Model of how PADI2 activity in BMMSCs directly contributes to malignant plasma cell phenotype in patients with MGUS and MM. PADI2 citrullinates histone H3 at residue R26 within the promoter region of the IL-6 gene, which increases its expression and secretion. IL-6 can then mediates its effects on other cells within the bone marrow, including the malignant plasma cells, which become more resistant to chemotherapeutic agents, such as bortezomib.

Discussion

MM is an incurable disease that arises from the pre-malignant condition MGUS, present in the bone marrow of up to 7.5% of the elderly population.1, 41, 42 With increasing life expectancies and the resulting shift in the demographics of most developed countries, this disease represents a significant clinical challenge. Although it is now clear that the BM microenvironment is transformed in patients with MM, there are few data concerning the nature of the MGUS microenvironment. We demonstrate here that BMMSCs from patients with both MGUS and MM have a transformed transcriptome compared with those from healthy individuals, in agreement with previous results.7 Our data, alongside those of others and our previous metabolomic study35 highlight the significant similarities between the microenvironment of the BM in MGUS and MM, suggesting that transformation of the BM microenvironment is an early event in disease aetiology, raising the potential of interfering with this process in order to delay or prevent progression of patients with MGUS to MM. In addition, these data further highlight a need to identify those biological determinants in the BM that actually contribute to the progression of this disease: whether these are active drivers, or release of inhibitors of malignant progression.

Segmentation mask data
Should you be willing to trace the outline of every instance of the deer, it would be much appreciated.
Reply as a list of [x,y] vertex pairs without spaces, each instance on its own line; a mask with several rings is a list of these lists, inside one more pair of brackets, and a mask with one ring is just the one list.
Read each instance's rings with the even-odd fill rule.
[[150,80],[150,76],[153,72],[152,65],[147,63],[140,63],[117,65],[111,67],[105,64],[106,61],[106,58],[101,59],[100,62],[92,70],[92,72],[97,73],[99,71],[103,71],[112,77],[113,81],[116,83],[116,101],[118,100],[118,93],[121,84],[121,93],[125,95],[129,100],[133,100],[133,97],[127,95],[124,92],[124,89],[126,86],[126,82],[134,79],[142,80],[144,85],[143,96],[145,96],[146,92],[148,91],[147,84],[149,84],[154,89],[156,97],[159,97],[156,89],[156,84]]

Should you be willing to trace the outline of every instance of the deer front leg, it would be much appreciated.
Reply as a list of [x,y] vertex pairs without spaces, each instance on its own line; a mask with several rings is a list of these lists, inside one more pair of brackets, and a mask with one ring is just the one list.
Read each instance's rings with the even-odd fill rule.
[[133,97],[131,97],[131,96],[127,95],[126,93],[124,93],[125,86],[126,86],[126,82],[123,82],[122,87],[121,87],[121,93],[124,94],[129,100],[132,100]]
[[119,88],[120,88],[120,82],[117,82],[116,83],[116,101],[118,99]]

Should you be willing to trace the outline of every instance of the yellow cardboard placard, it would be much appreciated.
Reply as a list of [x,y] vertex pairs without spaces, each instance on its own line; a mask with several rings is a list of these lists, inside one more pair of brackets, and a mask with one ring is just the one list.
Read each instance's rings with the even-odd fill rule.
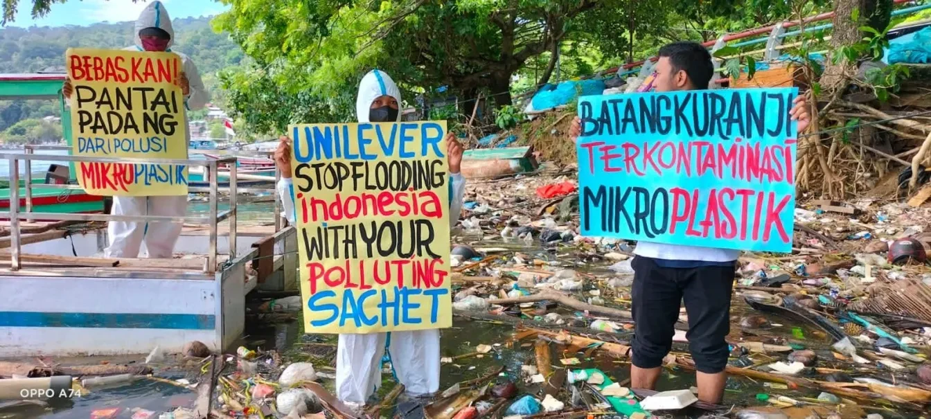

**Complete the following**.
1. Answer these questions about the passage on PADI2 and myeloma:
(a) At which residue does PADI2 citrullinate histone H3?
(b) Up to what share of the elderly population has MGUS in the bone marrow?
(c) Which chemotherapeutic agent is named as one the malignant plasma cells become more resistant to?
2. What might come next in the passage on PADI2 and myeloma? Write a continuation that starts after its final sentence.

**Responses**.
1.
(a) R26
(b) Up to 7.5%
(c) Bortezomib

2.
Our data provide a mechanism by which IL-6 secretion is increased in BMMSCs of patients, which may contribute to treatment failure of bortezomib, a key therapeutic agent in MM treatment strategies. It is important to note, however, that anti-IL-6 therapy has not proven to be an efficacious agent in MM thus far, suggesting that targeting this signalling axis alone is likely to be insufficient to achieve clinical benefit.43 PADI2 may therefore represent a novel upstream target, as our data suggest that its activity increases expression of other central signalling networks between BMMSCs and myeloma cells, such as HGF-cMET and CXCL12-CXCR4 (Figure 4b). PADIs are a family of enzymes, of which PADI2 is becoming increasingly linked to a number of chronic diseases, including cancer,27, 44 rheumatoid arthritis,45 Alzheimer’s disease46 as well as autoimmune disease.47 Targets of the PADI enzymes include proteins with diverse functions such as extracellular matrix formation (for example, vimentin and myelin) and chromatin structure (histone H3).24 Importantly, as arginine citrullination is expected to be a relatively long-lived post-translational modification due to the absence of a characterised peptidylcitrullinine iminotransferase, these modifications may only be reversed through protein turnover. In the case of histone H3R26 citrullination within the IL-6 promoter, this suggests that the chromatin unwinding and activation induced by this modification may only be reversed through proliferation or histone eviction. It is also highly likely that a much larger number of pro-malignant transcripts are also modulated by the activity of PADI2. Indeed, a previous study of the effect of PADI2 on oestrogen receptor-mediated transcriptional regulation showed that it regulated over 200 transcripts in those conditions.27 Future work will focus on defining more of these targets in BMMSCs in order to determine the broader implications of PADI2 in the transformation of the healthy BM to that of MGUS/MM.

Therapeutic targeting of PADI2 may therefore represent a good (and early) therapeutic target in MGUS patients as well as those with MM, which may act by removing a significant proportion of the supportive signalling required by malignant plasma cells for survival and proliferation. Indeed, with the growing role for PADI2 in other chronic diseases, this enzyme may represent a novel therapeutic target in many pathological conditions.